== Raw data ==
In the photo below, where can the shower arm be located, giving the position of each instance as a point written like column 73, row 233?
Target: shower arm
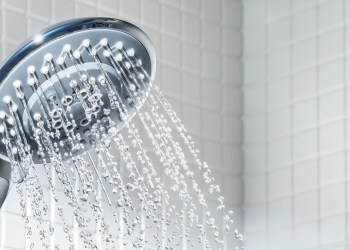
column 5, row 177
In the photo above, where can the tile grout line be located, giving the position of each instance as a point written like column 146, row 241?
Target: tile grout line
column 266, row 77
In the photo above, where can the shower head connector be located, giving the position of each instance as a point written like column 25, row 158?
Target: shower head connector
column 63, row 82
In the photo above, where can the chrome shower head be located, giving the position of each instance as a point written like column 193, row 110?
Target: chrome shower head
column 65, row 80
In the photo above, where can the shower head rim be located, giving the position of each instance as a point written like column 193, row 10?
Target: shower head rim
column 73, row 25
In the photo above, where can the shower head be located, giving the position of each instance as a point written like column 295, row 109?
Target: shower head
column 62, row 82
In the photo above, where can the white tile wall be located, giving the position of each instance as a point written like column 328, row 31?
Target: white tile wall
column 198, row 43
column 296, row 192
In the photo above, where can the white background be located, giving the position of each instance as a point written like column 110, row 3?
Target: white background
column 199, row 49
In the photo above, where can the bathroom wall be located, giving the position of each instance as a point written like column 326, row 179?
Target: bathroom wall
column 296, row 129
column 198, row 44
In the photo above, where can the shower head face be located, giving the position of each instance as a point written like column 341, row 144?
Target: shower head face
column 69, row 78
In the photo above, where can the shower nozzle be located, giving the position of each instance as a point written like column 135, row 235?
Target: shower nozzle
column 60, row 84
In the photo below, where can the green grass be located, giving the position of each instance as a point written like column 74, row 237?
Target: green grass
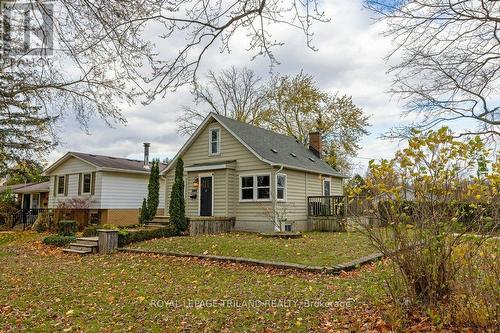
column 56, row 292
column 315, row 248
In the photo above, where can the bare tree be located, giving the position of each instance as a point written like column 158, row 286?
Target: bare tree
column 96, row 57
column 234, row 93
column 447, row 56
column 295, row 106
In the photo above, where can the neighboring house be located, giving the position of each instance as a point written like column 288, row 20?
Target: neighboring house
column 30, row 195
column 104, row 189
column 235, row 170
column 33, row 196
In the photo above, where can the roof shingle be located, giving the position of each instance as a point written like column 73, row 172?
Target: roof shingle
column 277, row 148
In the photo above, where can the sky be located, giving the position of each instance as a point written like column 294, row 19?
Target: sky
column 349, row 60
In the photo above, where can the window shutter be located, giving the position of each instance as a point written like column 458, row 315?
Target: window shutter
column 79, row 184
column 55, row 186
column 66, row 178
column 92, row 188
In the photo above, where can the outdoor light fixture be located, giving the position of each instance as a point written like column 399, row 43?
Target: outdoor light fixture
column 196, row 183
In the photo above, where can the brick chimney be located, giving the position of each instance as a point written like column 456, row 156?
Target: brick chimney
column 146, row 154
column 315, row 144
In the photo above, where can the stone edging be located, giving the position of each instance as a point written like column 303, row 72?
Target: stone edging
column 336, row 269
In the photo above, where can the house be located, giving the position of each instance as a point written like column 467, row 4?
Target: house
column 32, row 198
column 260, row 178
column 100, row 189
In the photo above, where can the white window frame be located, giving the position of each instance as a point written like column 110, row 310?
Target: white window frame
column 83, row 182
column 64, row 187
column 210, row 153
column 255, row 188
column 206, row 175
column 329, row 180
column 241, row 188
column 285, row 188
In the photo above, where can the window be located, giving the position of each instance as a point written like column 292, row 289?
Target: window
column 263, row 187
column 60, row 184
column 326, row 186
column 214, row 141
column 87, row 182
column 281, row 186
column 247, row 188
column 256, row 187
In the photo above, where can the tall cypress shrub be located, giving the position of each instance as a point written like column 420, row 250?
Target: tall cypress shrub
column 153, row 190
column 143, row 212
column 176, row 208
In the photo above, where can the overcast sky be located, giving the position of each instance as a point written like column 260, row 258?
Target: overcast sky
column 349, row 60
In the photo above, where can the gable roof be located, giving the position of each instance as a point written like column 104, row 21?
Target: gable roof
column 106, row 163
column 262, row 142
column 33, row 187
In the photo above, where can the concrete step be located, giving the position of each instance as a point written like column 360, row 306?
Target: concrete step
column 79, row 247
column 161, row 219
column 155, row 225
column 77, row 251
column 92, row 241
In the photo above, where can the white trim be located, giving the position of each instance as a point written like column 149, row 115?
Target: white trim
column 240, row 188
column 285, row 188
column 83, row 182
column 214, row 116
column 210, row 153
column 206, row 175
column 328, row 179
column 64, row 188
column 255, row 187
column 208, row 167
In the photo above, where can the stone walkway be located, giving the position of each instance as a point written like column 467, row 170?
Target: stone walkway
column 336, row 269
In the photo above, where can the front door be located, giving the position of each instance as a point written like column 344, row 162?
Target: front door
column 206, row 196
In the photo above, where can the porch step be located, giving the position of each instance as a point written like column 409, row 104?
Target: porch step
column 155, row 225
column 84, row 245
column 78, row 251
column 161, row 219
column 92, row 241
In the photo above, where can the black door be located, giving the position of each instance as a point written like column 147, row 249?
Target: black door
column 206, row 196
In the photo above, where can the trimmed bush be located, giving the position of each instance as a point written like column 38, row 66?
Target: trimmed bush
column 58, row 240
column 67, row 228
column 126, row 237
column 176, row 209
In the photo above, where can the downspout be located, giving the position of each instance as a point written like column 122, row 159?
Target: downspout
column 277, row 223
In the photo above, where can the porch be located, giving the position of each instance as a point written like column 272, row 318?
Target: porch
column 327, row 213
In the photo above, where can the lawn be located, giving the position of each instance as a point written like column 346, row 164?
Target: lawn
column 43, row 290
column 314, row 248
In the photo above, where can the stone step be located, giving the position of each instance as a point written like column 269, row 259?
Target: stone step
column 78, row 251
column 160, row 219
column 84, row 245
column 92, row 241
column 88, row 249
column 155, row 225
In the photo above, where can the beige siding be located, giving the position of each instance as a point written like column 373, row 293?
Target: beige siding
column 126, row 190
column 250, row 216
column 72, row 168
column 231, row 149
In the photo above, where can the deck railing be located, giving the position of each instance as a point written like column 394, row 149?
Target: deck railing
column 332, row 205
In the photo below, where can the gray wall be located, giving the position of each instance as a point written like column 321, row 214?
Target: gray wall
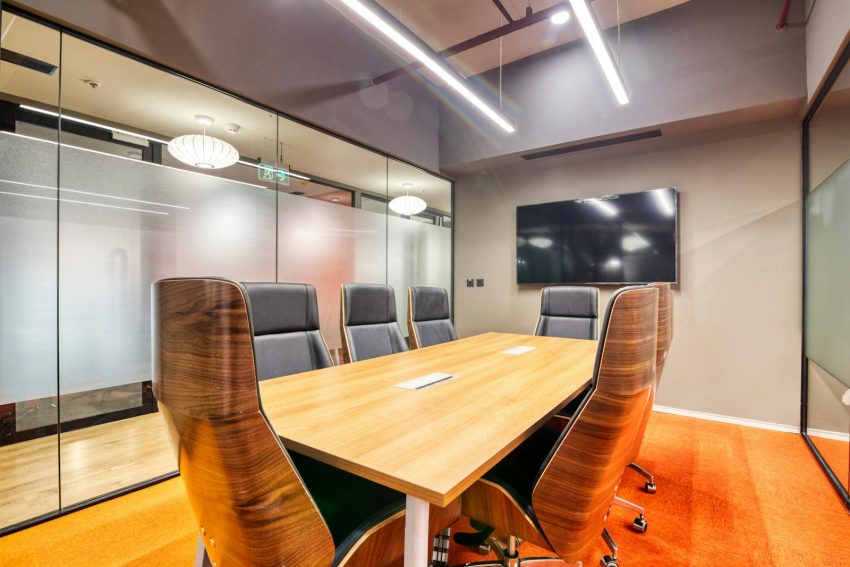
column 826, row 33
column 700, row 58
column 736, row 346
column 298, row 56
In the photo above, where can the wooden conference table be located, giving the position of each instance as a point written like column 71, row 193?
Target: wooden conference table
column 430, row 443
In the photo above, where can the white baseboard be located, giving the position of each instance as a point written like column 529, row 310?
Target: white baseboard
column 836, row 435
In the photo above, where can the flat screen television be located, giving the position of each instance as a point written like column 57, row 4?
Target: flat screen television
column 616, row 239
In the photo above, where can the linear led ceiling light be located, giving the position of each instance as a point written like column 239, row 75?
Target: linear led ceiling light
column 600, row 49
column 428, row 61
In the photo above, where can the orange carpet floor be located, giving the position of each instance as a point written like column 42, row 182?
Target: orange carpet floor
column 727, row 495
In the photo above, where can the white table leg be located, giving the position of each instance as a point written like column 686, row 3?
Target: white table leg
column 416, row 536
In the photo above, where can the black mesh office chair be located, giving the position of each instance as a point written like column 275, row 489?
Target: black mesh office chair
column 287, row 338
column 428, row 318
column 569, row 312
column 368, row 323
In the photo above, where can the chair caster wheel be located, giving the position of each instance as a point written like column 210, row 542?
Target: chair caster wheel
column 640, row 525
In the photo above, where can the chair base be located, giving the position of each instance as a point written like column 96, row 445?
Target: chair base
column 201, row 557
column 649, row 485
column 639, row 524
column 509, row 557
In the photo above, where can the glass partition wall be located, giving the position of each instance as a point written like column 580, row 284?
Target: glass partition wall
column 826, row 366
column 94, row 208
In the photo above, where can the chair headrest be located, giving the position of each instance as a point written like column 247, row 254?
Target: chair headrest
column 429, row 303
column 368, row 304
column 569, row 301
column 282, row 307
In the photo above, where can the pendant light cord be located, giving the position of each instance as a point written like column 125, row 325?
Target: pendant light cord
column 501, row 111
column 618, row 36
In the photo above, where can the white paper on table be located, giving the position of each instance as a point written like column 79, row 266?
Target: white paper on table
column 425, row 381
column 517, row 350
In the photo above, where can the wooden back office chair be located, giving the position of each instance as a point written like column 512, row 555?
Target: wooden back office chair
column 665, row 338
column 556, row 492
column 252, row 504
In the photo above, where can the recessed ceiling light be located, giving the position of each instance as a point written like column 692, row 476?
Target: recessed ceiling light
column 560, row 18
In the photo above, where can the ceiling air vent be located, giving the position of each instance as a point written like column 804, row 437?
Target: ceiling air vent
column 16, row 58
column 595, row 144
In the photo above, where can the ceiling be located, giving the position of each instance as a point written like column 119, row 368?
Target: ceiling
column 140, row 98
column 443, row 23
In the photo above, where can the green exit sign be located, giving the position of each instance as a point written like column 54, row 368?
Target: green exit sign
column 272, row 174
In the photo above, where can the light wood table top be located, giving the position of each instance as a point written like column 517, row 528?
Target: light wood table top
column 435, row 442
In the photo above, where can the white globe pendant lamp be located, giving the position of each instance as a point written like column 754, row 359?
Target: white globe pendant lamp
column 202, row 151
column 407, row 205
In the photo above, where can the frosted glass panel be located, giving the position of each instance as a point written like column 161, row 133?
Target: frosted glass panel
column 326, row 245
column 28, row 268
column 29, row 444
column 418, row 254
column 828, row 279
column 125, row 224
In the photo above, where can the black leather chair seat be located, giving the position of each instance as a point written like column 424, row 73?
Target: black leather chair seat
column 350, row 504
column 570, row 409
column 518, row 472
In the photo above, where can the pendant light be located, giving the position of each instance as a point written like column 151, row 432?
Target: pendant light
column 407, row 205
column 202, row 151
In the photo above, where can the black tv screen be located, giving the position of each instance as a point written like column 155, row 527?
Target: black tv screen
column 617, row 239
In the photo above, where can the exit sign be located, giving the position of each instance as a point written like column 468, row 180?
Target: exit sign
column 272, row 174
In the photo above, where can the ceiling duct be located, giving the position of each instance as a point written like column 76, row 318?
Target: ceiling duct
column 16, row 58
column 594, row 144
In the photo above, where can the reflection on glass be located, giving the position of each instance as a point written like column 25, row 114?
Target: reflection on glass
column 419, row 247
column 89, row 220
column 29, row 457
column 326, row 245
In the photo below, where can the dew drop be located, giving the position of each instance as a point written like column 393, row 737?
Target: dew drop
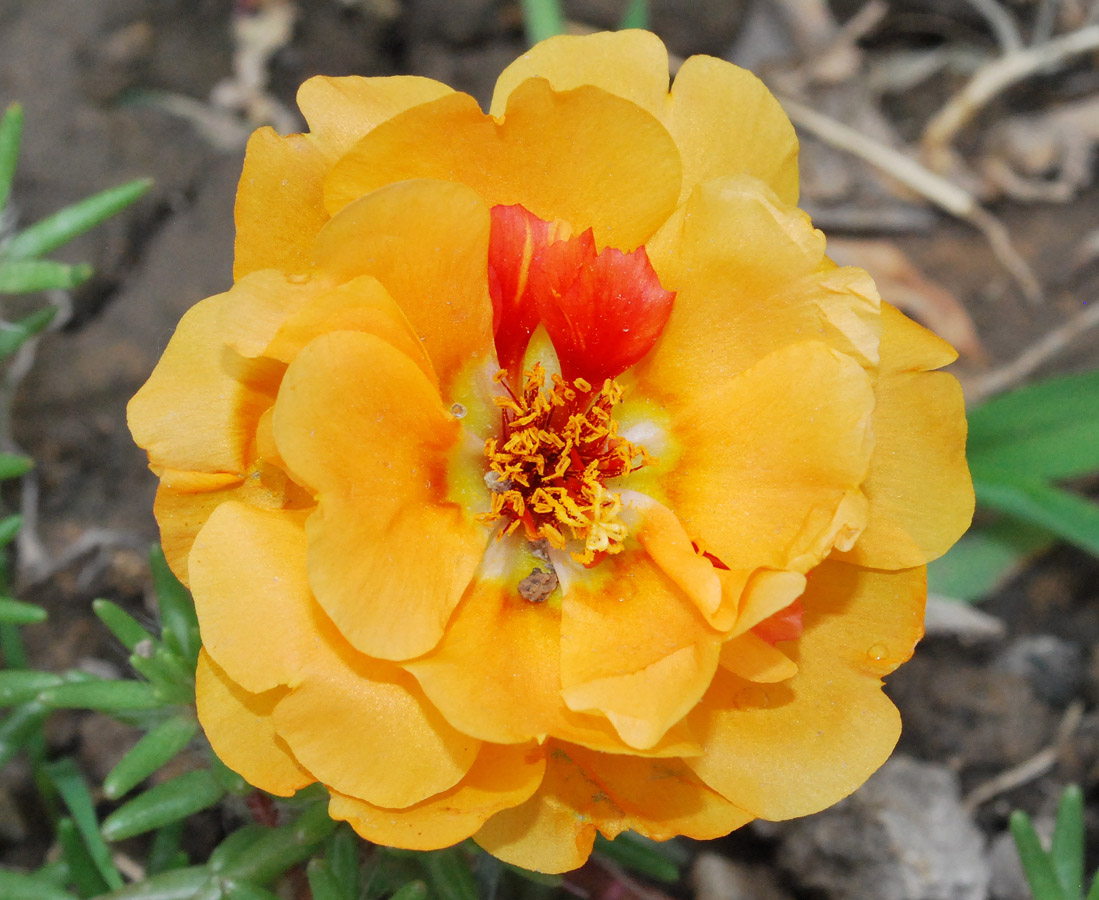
===
§ **Stated task**: Please rewrite the entries starting with the line containing "In the photo above, where can the shower head connector" and going on through the line containing "column 63, row 82". Put "shower hose connector" wherever "shower head connector" appears, and change nothing else.

§ **Exercise solution**:
In the photo above, where can the shower hose connector be located, giving the position of each instance as a point written like column 25, row 158?
Target: shower hose connector
column 63, row 82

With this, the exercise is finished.